-- Exercise --
Please copy the Popescu passage between "On 25 July 2021, Popescu" and "season in Bucharest.", inclusive, substituting "Dinamo Bucharest" for every "Dinamo București".

-- Provided passage --
On 25 July 2021, Popescu scored in a 4–1 league defeat of his former youth team Universitatea Craiova, and on 12 September netted in a 6–0 derby thrashing of Dinamo București. In January 2022, he opened the scoring in successive fixtures against CFR Cluj (3–3 draw) and Dinamo București (3–0 win). Popescu scored the only goal of a championship play-off match against CFR Cluj on 17 April, representing FCSB's first win at the Dr. Constantin Rădulescu Stadium in almost eight years. He amassed 38 appearances and ten goals in his second season in Bucharest.

Ahead of the 2022–23 campaign, Popescu switched his shirt number from 9 to 11, but at the end of July was handed the number 10 jersey and also appointed vice-captain as a result of Florin Tănase's imminent departure. After a several-month goal drought, he scored his first goal of the season on 6 November, in a 3–1 derby win over Rapid București. It was a disappointing year for Popescu, only totalling four goals in all competitions, the last in another game against Rapid in which he was sent off less than 20 minutes after he came on, on 27 May 2023.

-- Stored data --
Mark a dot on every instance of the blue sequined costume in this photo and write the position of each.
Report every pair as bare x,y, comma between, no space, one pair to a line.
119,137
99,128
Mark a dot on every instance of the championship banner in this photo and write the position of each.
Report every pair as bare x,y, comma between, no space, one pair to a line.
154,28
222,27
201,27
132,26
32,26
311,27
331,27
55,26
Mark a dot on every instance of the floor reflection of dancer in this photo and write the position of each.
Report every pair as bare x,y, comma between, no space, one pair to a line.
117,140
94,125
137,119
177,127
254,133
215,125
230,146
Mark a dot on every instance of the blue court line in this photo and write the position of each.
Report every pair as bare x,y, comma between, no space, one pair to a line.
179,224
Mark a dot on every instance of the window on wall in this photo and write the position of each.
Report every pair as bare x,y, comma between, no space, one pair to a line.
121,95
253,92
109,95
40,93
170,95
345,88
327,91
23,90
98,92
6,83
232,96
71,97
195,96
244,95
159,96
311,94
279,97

-- Result of the task --
On 25 July 2021, Popescu scored in a 4–1 league defeat of his former youth team Universitatea Craiova, and on 12 September netted in a 6–0 derby thrashing of Dinamo Bucharest. In January 2022, he opened the scoring in successive fixtures against CFR Cluj (3–3 draw) and Dinamo Bucharest (3–0 win). Popescu scored the only goal of a championship play-off match against CFR Cluj on 17 April, representing FCSB's first win at the Dr. Constantin Rădulescu Stadium in almost eight years. He amassed 38 appearances and ten goals in his second season in Bucharest.